WORK TO BE COMPLETED:
In the text about the Black Hawk's 40th anniversary, list the place names that give the location of the Sikorsky factory.

Encounter: Celebrating 40 Years of the Black Hawk!

Building Better Hawks: Evolution in Helicopter Manufacturing

Step inside the Sikorsky factory on the west bank of the Housatonic River in Stratford, Connecticut, and you’ll witness hundreds of skilled technicians assembling the third-generation UH-60M Black Hawk.

Sikorsky produces two versions of the Black Hawk for the U.S. Army today: the UH-60M for troop transport and HH-60M for medical evacuation.

“From the outside, the basic UH-60M Mike air vehicle looks like the Black Hawk that we started producing in 1978, but on the inside essentially everything has changed, including the main rotor blades and aircraft structure,” said Hanke, who was once the UH-60M program manager. The method of production has evolved as well.

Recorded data

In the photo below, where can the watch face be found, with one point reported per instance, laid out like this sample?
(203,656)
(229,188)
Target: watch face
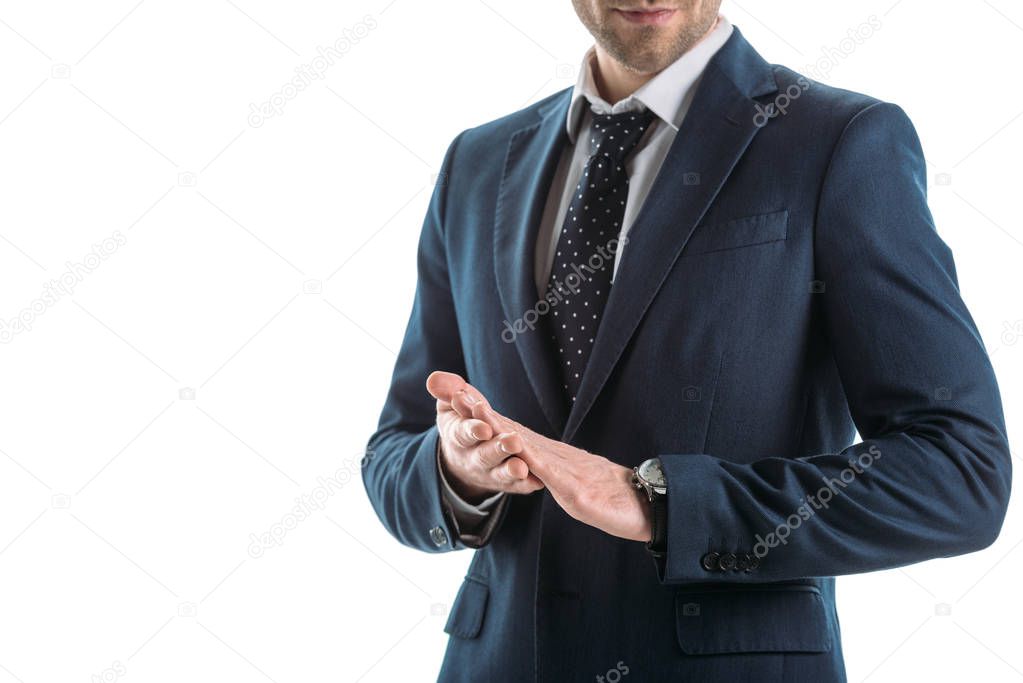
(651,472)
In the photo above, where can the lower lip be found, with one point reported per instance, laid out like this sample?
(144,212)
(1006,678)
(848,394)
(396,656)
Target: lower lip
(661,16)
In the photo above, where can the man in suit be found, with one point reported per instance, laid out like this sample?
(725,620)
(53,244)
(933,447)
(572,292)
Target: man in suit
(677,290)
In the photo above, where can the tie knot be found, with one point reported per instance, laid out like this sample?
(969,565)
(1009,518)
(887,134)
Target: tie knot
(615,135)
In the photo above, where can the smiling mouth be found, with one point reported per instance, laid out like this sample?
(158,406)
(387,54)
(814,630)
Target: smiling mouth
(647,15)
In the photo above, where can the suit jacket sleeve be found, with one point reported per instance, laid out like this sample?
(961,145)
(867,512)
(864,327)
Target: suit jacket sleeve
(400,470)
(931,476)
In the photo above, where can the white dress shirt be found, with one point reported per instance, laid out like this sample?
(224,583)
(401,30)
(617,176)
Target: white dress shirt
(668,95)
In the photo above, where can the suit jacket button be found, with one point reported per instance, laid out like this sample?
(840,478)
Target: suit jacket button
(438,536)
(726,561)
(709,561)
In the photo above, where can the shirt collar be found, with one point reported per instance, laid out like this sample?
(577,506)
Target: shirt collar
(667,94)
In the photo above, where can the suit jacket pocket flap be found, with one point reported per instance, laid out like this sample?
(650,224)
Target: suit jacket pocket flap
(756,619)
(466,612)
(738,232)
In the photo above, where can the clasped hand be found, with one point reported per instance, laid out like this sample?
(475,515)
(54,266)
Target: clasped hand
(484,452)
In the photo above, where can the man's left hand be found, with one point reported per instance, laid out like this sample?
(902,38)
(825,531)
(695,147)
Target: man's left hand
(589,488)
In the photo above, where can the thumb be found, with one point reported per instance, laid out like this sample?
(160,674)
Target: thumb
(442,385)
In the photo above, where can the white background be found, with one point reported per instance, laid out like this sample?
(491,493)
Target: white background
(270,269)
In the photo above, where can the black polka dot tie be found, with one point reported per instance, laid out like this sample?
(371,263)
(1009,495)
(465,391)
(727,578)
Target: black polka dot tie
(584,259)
* * *
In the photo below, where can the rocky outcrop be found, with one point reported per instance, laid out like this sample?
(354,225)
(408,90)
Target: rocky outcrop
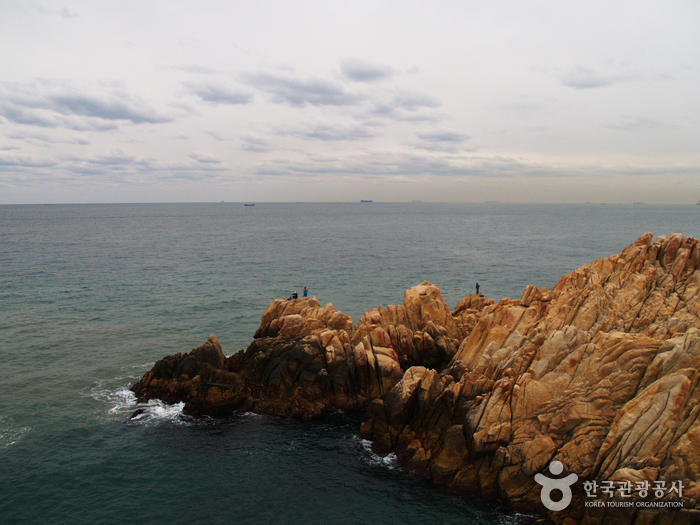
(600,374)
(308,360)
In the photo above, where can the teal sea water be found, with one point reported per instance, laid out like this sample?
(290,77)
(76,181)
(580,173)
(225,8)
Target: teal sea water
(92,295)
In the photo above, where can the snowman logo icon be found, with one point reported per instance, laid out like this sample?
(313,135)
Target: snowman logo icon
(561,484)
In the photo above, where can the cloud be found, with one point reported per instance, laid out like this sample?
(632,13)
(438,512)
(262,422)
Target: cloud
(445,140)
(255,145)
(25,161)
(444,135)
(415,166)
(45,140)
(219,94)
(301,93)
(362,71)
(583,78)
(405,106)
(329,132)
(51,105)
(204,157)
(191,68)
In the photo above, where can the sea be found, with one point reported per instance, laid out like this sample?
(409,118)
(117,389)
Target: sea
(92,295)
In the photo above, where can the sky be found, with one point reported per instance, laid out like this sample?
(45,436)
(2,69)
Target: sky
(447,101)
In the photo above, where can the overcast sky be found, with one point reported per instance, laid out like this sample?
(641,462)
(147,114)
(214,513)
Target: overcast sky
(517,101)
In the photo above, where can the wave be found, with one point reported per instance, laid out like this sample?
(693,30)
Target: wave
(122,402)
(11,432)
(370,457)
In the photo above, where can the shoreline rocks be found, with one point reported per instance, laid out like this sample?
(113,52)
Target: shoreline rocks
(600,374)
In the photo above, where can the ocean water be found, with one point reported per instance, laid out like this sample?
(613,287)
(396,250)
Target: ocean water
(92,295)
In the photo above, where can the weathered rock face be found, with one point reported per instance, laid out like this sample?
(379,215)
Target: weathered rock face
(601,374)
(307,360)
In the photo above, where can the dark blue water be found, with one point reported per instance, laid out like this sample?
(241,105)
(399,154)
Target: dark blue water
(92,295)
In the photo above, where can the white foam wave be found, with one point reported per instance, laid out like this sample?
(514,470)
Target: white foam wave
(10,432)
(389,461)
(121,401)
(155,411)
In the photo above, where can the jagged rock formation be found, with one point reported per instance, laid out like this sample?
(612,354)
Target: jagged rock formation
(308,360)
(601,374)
--
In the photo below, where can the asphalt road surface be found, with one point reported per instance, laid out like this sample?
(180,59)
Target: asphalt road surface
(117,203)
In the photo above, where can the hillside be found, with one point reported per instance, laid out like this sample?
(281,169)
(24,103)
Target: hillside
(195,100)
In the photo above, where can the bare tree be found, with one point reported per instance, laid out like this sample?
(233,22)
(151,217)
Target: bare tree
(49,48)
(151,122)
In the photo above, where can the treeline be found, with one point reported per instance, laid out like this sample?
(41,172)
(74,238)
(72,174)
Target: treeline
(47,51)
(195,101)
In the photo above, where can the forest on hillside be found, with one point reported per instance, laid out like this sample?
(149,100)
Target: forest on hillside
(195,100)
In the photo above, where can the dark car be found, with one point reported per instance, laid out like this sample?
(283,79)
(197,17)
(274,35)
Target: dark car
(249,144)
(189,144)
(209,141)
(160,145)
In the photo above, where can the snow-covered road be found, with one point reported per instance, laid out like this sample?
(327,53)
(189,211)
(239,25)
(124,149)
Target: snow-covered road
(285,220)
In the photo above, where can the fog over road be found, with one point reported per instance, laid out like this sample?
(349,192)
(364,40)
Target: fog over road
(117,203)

WRITTEN SOLUTION:
Housatonic River, Stratford, Connecticut